> _Задача 1_
Какой актер играл Счастливцева в спектакле «Лес», согласно тексту о советском театре?
> _Задача 2_
Перепишите без изменений фрагмент текста о советском театре, начиная со слов «Однако особенно существенным» и заканчивая словами «жизнь на сцене.».

Социальная сатира «Леса» включала в себя своеобразно ис­пользованные традиционные приемы и черты, неожиданно сбли­жавшие пьесу Островского то со староиспанским театром, то с английской эксцентриадой, то даже с японским театром. Поэтому, например, Счастливцев, которого с блеском играл И. В. Ильин­ский, уподоблялся в какой-то мере «грасьосо» испанской комедии и был облачен, как свидетельствует А. В. Февральский, «в от­репья куртки какого-то оперного испанца», хотя одновременно но­сил и традиционные клетчатые штаны английского клоуна-эксцен­трика.

Однако особенно существенным было другое: в спектакле мощ­ной струей пробивалась стихия русской народной игры. Сцены, в которых это ощущалось в наибольшей степени (например, знаме­нитая сцена объяснения Петра с Аксюшей, во время которой парт­неры катались на «гигантских шагах»), принадлежали едва ли не к самым впечатляющим во всем спектакле. С этой буйной русской народной стихией был особенно крепко связан образ Аксюши, трак­тованный по-новому: Мейерхольд видел в Аксюше «действующее лицо, которое умеет бороться». Все это, бесспорно, способствовало тому, что спектакль не только пользовался успехом в пору своего рождения, но и обрел длительную жизнь на сцене.

 

* * *

Усложнение задач, стоявших перед советским театром, настоя­тельно требовало расширения путей и средств их решения. Это определялось неуклонным развитием страны по пути социализма и так или иначе влияло на каждого художника, искренне стремив­шегося ответить на непрерывно растущие запросы нового зрителя.

В 1920 году, опираясь на прямые указания В. И. Ленина, на его мысли о развитии новой, пролетарской, социалистической куль­туры, ЦК Коммунистической партии в известном письме «О Пролеткультах» решительно осудил не только пролеткультовский ни­гилизм по отношению к передовой культуре прошлого, но и анархо-футуристические тенденции, ведущие к формализму. В 1923 году в решениях XII съезда Коммунистической партии было отчетливо намечено ведущее направление строительства советского театра. Главные усилия должны были быть сосредоточены на том, чтобы создать революционный репертуар, «используя при этом в первую очередь героические моменты борьбы рабочего класса».

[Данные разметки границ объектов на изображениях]

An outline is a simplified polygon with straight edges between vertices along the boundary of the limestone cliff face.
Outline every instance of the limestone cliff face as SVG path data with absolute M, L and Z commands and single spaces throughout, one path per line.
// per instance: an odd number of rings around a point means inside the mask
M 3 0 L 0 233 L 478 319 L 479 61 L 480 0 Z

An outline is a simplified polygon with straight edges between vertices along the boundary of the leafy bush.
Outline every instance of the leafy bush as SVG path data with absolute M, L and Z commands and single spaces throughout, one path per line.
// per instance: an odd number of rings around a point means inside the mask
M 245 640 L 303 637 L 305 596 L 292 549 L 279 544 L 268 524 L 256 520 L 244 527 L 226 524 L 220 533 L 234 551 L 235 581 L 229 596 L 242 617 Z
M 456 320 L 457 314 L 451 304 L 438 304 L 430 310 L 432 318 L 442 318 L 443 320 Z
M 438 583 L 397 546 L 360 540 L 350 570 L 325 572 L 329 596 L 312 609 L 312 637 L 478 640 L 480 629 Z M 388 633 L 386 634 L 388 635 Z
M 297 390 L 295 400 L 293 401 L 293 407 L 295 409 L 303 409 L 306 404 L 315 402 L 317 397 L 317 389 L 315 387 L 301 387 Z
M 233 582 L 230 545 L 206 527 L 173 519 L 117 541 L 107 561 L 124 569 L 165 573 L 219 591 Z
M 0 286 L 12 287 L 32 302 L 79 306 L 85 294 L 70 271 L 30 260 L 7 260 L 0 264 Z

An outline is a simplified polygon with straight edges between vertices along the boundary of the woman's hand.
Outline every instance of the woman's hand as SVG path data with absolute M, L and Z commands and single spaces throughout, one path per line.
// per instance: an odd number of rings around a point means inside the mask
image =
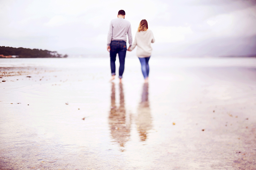
M 108 46 L 107 47 L 107 50 L 108 50 L 108 51 L 109 52 L 110 52 L 110 46 Z

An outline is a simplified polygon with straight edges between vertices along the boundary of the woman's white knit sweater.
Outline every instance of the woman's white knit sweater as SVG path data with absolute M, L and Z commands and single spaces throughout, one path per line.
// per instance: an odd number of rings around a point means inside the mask
M 151 30 L 137 32 L 135 36 L 135 39 L 131 50 L 132 50 L 137 46 L 137 56 L 140 58 L 149 57 L 151 55 L 152 48 L 151 43 L 155 42 L 153 33 Z

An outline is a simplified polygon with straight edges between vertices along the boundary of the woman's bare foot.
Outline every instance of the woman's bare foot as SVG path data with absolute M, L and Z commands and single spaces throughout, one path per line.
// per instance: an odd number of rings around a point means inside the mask
M 113 76 L 112 76 L 112 77 L 111 77 L 111 78 L 110 79 L 109 81 L 111 82 L 111 81 L 113 80 L 114 79 L 115 79 L 115 75 L 113 75 Z

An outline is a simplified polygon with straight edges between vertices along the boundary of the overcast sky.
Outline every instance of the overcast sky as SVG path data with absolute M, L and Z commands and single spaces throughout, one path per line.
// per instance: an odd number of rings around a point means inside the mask
M 256 54 L 255 0 L 0 0 L 0 46 L 108 56 L 109 23 L 120 9 L 133 39 L 147 20 L 153 55 Z

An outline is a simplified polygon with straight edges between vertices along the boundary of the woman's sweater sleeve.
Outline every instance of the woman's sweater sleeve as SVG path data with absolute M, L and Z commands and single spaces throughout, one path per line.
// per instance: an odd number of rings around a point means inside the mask
M 137 35 L 137 33 L 136 33 L 136 34 L 135 35 L 135 38 L 134 39 L 134 41 L 133 41 L 133 43 L 132 44 L 132 46 L 131 47 L 131 48 L 130 48 L 130 49 L 131 50 L 132 50 L 133 49 L 134 49 L 135 47 L 136 47 L 136 46 L 137 46 L 137 42 L 136 41 L 136 35 Z
M 155 42 L 155 38 L 154 38 L 154 35 L 153 35 L 153 32 L 151 32 L 151 33 L 152 34 L 152 40 L 151 41 L 151 42 L 152 43 L 154 43 Z

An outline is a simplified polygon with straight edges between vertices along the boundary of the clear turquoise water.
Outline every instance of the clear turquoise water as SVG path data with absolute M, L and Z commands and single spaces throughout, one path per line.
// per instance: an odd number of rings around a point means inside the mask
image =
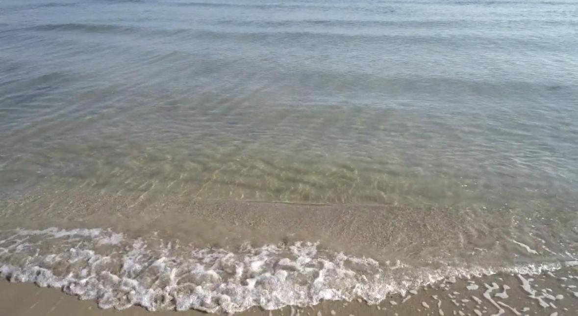
M 235 311 L 316 304 L 329 290 L 377 302 L 452 276 L 575 261 L 576 39 L 572 1 L 3 0 L 0 274 L 162 309 L 150 291 L 174 294 L 148 282 L 176 269 L 184 309 Z M 215 200 L 332 206 L 279 224 L 294 206 L 225 212 Z M 188 219 L 169 207 L 177 200 L 210 207 Z M 173 215 L 174 231 L 163 226 Z M 229 253 L 173 249 L 151 232 L 239 238 L 208 218 L 266 232 L 242 241 L 325 239 Z M 71 219 L 94 229 L 12 230 Z M 301 224 L 276 228 L 284 223 Z M 95 228 L 109 227 L 120 235 Z M 366 243 L 359 251 L 381 265 L 336 255 L 340 240 Z M 120 270 L 99 266 L 104 257 Z M 125 301 L 120 279 L 82 283 L 77 258 L 131 280 L 136 298 Z M 288 262 L 301 268 L 276 279 Z M 197 286 L 206 292 L 187 292 Z
M 573 1 L 5 1 L 0 185 L 571 204 L 577 14 Z

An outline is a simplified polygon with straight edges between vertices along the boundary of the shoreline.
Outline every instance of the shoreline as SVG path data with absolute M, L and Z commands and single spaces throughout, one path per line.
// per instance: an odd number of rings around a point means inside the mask
M 533 293 L 533 294 L 531 294 Z M 6 316 L 224 315 L 195 310 L 151 312 L 139 306 L 123 310 L 99 309 L 94 300 L 81 300 L 57 288 L 0 281 L 0 307 Z M 447 279 L 405 295 L 391 294 L 377 304 L 360 299 L 324 300 L 313 306 L 286 306 L 264 310 L 253 307 L 240 316 L 573 315 L 578 310 L 578 269 L 565 268 L 535 276 L 500 273 L 467 280 Z M 557 314 L 556 314 L 557 313 Z

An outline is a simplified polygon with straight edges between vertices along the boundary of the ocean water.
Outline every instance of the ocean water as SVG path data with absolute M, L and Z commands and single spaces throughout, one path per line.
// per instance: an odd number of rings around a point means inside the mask
M 239 311 L 572 265 L 576 39 L 572 0 L 3 0 L 0 274 Z

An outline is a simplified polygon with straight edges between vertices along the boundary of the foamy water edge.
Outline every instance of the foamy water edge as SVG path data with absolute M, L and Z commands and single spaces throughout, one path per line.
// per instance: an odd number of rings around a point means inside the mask
M 388 295 L 446 279 L 497 273 L 535 274 L 575 261 L 511 267 L 447 266 L 412 270 L 399 261 L 323 250 L 317 243 L 247 244 L 237 252 L 131 239 L 110 230 L 13 230 L 0 232 L 0 276 L 61 288 L 103 309 L 191 309 L 239 312 L 254 306 L 304 307 L 323 300 L 361 298 L 378 304 Z M 54 244 L 52 244 L 54 243 Z M 50 244 L 46 247 L 47 244 Z M 55 247 L 58 253 L 51 252 Z

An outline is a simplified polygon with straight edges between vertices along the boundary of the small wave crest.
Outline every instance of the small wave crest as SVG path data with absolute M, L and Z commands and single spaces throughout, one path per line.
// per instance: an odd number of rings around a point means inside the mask
M 110 230 L 0 231 L 0 275 L 12 282 L 60 288 L 101 308 L 238 312 L 305 307 L 361 297 L 379 303 L 448 277 L 498 272 L 533 274 L 559 263 L 509 268 L 416 269 L 324 250 L 316 243 L 245 244 L 235 251 L 195 249 L 155 236 L 131 239 Z

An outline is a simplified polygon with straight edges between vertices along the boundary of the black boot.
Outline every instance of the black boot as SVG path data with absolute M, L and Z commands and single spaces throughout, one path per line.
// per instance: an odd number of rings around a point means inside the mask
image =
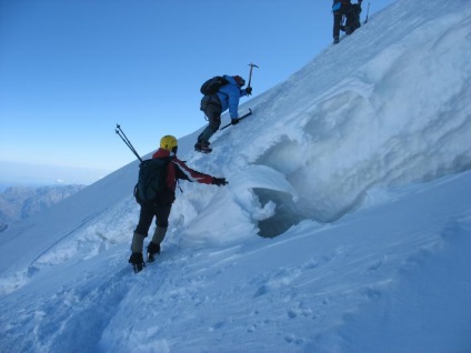
M 144 259 L 140 252 L 132 253 L 131 258 L 129 258 L 129 263 L 132 265 L 136 273 L 141 272 L 142 269 L 146 268 Z
M 148 261 L 153 262 L 156 260 L 154 254 L 160 254 L 160 245 L 154 242 L 150 242 L 148 245 Z

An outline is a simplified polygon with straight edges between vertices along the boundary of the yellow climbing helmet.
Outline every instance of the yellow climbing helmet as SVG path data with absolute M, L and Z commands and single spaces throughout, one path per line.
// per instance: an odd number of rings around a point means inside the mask
M 171 134 L 166 134 L 162 139 L 160 139 L 160 148 L 167 151 L 172 152 L 174 148 L 178 147 L 177 139 Z

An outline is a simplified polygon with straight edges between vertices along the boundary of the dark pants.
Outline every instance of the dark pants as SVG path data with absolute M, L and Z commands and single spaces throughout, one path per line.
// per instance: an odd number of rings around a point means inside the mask
M 209 124 L 198 137 L 198 143 L 208 143 L 209 139 L 219 130 L 221 125 L 221 104 L 216 94 L 209 97 L 207 101 L 201 101 L 201 110 L 207 115 Z
M 152 220 L 156 216 L 156 224 L 160 228 L 169 226 L 169 216 L 172 204 L 141 204 L 141 213 L 139 215 L 139 223 L 136 226 L 134 232 L 143 236 L 148 236 L 149 228 L 152 224 Z

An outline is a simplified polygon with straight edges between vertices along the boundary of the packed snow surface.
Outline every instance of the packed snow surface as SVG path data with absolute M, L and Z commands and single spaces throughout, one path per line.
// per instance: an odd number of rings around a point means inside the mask
M 179 139 L 229 184 L 180 183 L 141 273 L 138 161 L 1 233 L 0 351 L 470 352 L 470 82 L 469 0 L 398 0 Z

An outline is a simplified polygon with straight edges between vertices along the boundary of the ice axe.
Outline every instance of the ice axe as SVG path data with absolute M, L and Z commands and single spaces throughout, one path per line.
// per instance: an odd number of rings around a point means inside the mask
M 249 74 L 249 84 L 247 85 L 247 88 L 249 88 L 250 87 L 250 82 L 252 82 L 252 71 L 253 71 L 253 68 L 259 69 L 259 67 L 255 65 L 254 63 L 249 63 L 249 67 L 250 67 L 250 74 Z

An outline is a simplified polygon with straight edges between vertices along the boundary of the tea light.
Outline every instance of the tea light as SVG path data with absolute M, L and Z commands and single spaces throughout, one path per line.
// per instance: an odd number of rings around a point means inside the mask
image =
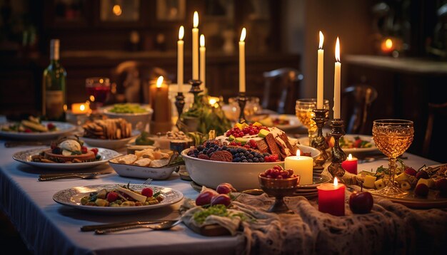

> _Полный ответ 1_
И. В. Ильинский.

> _Полный ответ 2_
Однако особенно существенным было другое: в спектакле мощ­ной струей пробивалась стихия русской народной игры. Сцены, в которых это ощущалось в наибольшей степени (например, знаме­нитая сцена объяснения Петра с Аксюшей, во время которой парт­неры катались на «гигантских шагах»), принадлежали едва ли не к самым впечатляющим во всем спектакле. С этой буйной русской народной стихией был особенно крепко связан образ Аксюши, трак­тованный по-новому: Мейерхольд видел в Аксюше «действующее лицо, которое умеет бороться». Все это, бесспорно, способствовало тому, что спектакль не только пользовался успехом в пору своего рождения, но и обрел длительную жизнь на сцене.